Problem statement
Every entry below needs to be repeated exactly.

Data to use
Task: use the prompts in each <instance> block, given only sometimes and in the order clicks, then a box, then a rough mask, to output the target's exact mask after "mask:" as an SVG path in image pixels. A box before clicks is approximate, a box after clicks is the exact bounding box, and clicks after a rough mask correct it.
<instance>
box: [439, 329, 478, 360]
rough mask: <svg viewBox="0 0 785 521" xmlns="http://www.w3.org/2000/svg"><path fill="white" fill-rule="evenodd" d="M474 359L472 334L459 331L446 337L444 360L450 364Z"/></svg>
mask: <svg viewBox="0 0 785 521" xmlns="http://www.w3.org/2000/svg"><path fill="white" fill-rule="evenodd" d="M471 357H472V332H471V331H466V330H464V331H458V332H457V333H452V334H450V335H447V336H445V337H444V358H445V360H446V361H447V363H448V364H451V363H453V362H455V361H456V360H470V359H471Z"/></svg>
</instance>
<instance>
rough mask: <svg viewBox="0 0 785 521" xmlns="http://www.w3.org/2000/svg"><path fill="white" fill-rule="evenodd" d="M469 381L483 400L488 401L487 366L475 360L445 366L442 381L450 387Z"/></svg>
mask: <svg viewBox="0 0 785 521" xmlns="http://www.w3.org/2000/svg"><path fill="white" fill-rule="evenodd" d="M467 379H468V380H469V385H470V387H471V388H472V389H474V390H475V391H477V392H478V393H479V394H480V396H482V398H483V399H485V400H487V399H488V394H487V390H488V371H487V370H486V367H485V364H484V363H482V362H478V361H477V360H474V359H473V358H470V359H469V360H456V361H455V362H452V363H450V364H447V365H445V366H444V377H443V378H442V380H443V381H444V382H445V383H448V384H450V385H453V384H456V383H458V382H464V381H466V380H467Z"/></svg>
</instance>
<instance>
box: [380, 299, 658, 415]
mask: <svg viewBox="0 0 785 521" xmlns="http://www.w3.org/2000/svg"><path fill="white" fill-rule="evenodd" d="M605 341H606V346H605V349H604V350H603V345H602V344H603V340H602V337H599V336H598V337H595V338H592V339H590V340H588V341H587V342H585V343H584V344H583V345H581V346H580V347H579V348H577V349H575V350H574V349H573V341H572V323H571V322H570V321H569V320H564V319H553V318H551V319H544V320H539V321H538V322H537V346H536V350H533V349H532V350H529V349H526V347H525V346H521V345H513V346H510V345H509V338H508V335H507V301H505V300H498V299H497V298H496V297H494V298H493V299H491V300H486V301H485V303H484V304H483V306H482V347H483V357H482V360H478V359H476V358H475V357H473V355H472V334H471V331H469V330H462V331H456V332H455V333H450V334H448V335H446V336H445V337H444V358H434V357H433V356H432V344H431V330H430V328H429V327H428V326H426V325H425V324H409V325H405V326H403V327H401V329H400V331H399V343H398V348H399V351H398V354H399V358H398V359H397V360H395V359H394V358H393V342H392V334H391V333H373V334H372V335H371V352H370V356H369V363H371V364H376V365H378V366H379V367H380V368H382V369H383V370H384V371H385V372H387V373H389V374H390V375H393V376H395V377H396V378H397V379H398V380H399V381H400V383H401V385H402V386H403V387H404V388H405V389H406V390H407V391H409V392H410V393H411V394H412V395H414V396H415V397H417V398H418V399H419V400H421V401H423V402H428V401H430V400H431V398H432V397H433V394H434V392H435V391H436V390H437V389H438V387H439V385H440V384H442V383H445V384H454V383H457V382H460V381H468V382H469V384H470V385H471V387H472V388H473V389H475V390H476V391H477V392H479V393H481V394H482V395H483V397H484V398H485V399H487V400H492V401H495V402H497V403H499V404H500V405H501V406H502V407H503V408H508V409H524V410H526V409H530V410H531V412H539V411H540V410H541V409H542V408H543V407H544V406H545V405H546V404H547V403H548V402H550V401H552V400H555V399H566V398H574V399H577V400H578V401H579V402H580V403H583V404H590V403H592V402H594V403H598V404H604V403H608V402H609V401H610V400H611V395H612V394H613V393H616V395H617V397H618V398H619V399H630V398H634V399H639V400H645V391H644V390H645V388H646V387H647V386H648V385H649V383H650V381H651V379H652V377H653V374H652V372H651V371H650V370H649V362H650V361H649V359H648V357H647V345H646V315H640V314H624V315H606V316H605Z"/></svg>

Exercise result
Task: use the prompts in each <instance> block, given only sometimes and in the order clicks, then a box, then a rough mask, to output the target's exact mask after "mask:" as an SVG path in image pixels. A box before clicks is approximate, a box after clicks is the exact bounding box, and clicks after a rough mask correct it.
<instance>
box: [439, 329, 478, 360]
rough mask: <svg viewBox="0 0 785 521" xmlns="http://www.w3.org/2000/svg"><path fill="white" fill-rule="evenodd" d="M474 359L472 334L459 331L446 337L444 360L450 364Z"/></svg>
mask: <svg viewBox="0 0 785 521" xmlns="http://www.w3.org/2000/svg"><path fill="white" fill-rule="evenodd" d="M471 357H472V332H471V331H466V330H464V331H458V332H457V333H452V334H450V335H447V336H445V337H444V358H445V360H446V361H447V363H448V364H451V363H453V362H455V361H456V360H470V359H471Z"/></svg>
</instance>
<instance>
rough mask: <svg viewBox="0 0 785 521" xmlns="http://www.w3.org/2000/svg"><path fill="white" fill-rule="evenodd" d="M469 381L483 400L488 401L487 366L475 360L445 366L442 381L450 387Z"/></svg>
mask: <svg viewBox="0 0 785 521" xmlns="http://www.w3.org/2000/svg"><path fill="white" fill-rule="evenodd" d="M467 379H468V380H469V385H470V387H471V388H472V389H474V390H475V391H477V392H478V393H479V394H480V396H482V398H483V399H485V400H487V399H488V394H487V390H488V371H487V370H486V367H485V364H484V363H482V362H478V361H477V360H474V359H473V358H470V359H469V360H456V361H455V362H452V363H450V364H447V365H445V366H444V377H443V378H442V380H443V381H444V382H445V383H448V384H450V385H453V384H456V383H458V382H464V381H466V380H467Z"/></svg>
</instance>
<instance>
box: [380, 299, 658, 415]
mask: <svg viewBox="0 0 785 521" xmlns="http://www.w3.org/2000/svg"><path fill="white" fill-rule="evenodd" d="M605 341H606V346H605V349H604V350H603V345H602V344H603V340H602V337H599V336H598V337H595V338H592V339H590V340H588V341H587V342H585V343H584V344H583V345H581V346H580V347H579V348H577V349H575V350H574V349H573V341H572V323H571V322H570V321H569V320H564V319H553V318H551V319H544V320H539V321H538V322H537V346H536V350H533V349H532V350H529V349H526V347H525V346H521V345H513V346H510V345H509V338H508V335H507V301H505V300H498V299H497V298H496V297H494V298H493V299H491V300H486V301H485V303H484V304H483V306H482V347H483V357H482V360H478V359H476V358H475V357H473V355H472V334H471V331H469V330H462V331H456V332H455V333H450V334H448V335H446V336H445V337H444V358H434V357H433V356H432V344H431V330H430V328H429V327H428V326H426V325H425V324H409V325H405V326H403V327H401V329H400V331H399V343H398V348H399V351H398V354H399V358H398V359H397V360H395V359H394V358H393V342H392V334H391V333H373V334H372V335H371V352H370V356H369V363H371V364H376V365H378V366H379V367H380V368H382V369H383V370H384V371H385V372H387V373H389V374H390V375H393V376H395V377H396V378H397V379H398V380H399V381H400V383H401V385H402V386H403V387H404V388H405V389H406V390H407V391H409V392H410V393H411V394H412V395H414V396H415V397H417V398H418V399H419V400H421V401H423V402H428V401H430V400H431V398H432V397H433V394H434V392H435V391H436V390H437V389H438V387H439V385H440V384H442V383H445V384H454V383H457V382H460V381H468V382H469V384H470V385H471V387H472V388H473V389H475V390H476V391H477V392H479V393H481V394H482V395H483V397H484V398H485V399H487V400H492V401H495V402H497V403H499V404H500V405H501V406H502V407H503V408H508V409H524V410H526V409H530V410H531V412H539V411H540V410H541V409H542V408H543V407H544V406H545V405H546V404H547V403H548V402H550V401H552V400H555V399H566V398H574V399H577V400H578V401H579V402H580V403H583V404H590V403H592V402H594V403H598V404H604V403H608V402H609V401H610V400H611V395H612V394H613V393H616V395H617V397H618V398H619V399H630V398H634V399H639V400H645V391H644V390H645V388H646V387H647V386H648V385H649V383H650V381H651V379H652V377H653V374H652V372H651V371H650V370H649V362H650V361H649V359H648V357H647V345H646V315H640V314H624V315H606V316H605Z"/></svg>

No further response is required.